Exercise description: Please write out the rows again from the line with "trace: black speaker" through the end of the rows, replacing "black speaker" with "black loudspeaker" and leaving everything else unchanged.

(Contour labeling rows)

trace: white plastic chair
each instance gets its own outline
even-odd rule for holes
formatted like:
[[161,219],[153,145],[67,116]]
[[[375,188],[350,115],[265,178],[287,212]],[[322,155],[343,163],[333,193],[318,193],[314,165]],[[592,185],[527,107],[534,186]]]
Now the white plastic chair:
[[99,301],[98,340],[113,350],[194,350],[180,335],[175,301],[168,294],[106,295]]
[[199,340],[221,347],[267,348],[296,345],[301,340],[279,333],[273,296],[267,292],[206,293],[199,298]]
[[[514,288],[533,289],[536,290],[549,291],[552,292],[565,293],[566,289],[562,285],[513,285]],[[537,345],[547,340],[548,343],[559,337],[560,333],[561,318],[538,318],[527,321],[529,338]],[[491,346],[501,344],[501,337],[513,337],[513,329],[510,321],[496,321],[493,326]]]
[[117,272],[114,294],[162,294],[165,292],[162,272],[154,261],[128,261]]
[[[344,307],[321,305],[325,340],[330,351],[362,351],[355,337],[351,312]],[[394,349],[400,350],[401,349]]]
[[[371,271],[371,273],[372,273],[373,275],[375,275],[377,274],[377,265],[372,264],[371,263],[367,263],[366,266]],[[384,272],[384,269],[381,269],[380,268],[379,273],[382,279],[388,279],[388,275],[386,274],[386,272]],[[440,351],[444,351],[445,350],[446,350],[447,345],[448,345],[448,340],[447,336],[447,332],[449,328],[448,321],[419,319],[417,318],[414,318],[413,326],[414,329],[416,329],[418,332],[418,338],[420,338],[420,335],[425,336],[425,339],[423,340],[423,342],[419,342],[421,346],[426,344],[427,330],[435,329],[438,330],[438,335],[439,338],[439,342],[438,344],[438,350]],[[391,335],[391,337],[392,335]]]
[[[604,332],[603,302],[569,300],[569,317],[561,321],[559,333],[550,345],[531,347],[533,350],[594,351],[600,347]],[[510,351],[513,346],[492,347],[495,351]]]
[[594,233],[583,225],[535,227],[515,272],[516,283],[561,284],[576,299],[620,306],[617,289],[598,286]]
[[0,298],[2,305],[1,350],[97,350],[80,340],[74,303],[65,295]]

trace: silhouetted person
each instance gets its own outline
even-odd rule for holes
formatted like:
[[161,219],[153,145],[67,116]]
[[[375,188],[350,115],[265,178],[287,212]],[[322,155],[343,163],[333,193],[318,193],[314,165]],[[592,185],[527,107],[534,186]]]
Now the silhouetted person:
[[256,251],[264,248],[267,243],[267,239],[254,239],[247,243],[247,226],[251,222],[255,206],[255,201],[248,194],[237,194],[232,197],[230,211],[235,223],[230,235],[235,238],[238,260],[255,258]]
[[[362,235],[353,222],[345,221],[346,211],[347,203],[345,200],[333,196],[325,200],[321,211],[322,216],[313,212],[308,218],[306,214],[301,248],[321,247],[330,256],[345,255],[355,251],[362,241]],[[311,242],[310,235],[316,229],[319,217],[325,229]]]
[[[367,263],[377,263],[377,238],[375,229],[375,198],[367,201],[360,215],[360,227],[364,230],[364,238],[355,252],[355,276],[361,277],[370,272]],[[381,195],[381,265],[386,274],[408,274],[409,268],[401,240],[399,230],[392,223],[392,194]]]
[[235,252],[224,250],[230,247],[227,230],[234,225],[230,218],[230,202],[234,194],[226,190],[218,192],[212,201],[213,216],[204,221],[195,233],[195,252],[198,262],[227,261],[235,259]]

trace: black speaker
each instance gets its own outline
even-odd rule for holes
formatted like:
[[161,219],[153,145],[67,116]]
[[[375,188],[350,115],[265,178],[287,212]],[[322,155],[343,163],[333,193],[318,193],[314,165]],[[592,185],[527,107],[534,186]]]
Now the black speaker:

Answer for this exercise:
trace: black loudspeaker
each instance gets its own outline
even-odd rule for holes
formatted like:
[[161,219],[153,145],[67,116]]
[[[375,188],[350,115],[265,178],[287,212]],[[322,155],[343,163],[333,193],[318,193],[314,165]],[[592,185],[527,107],[534,186]]]
Now the black loudspeaker:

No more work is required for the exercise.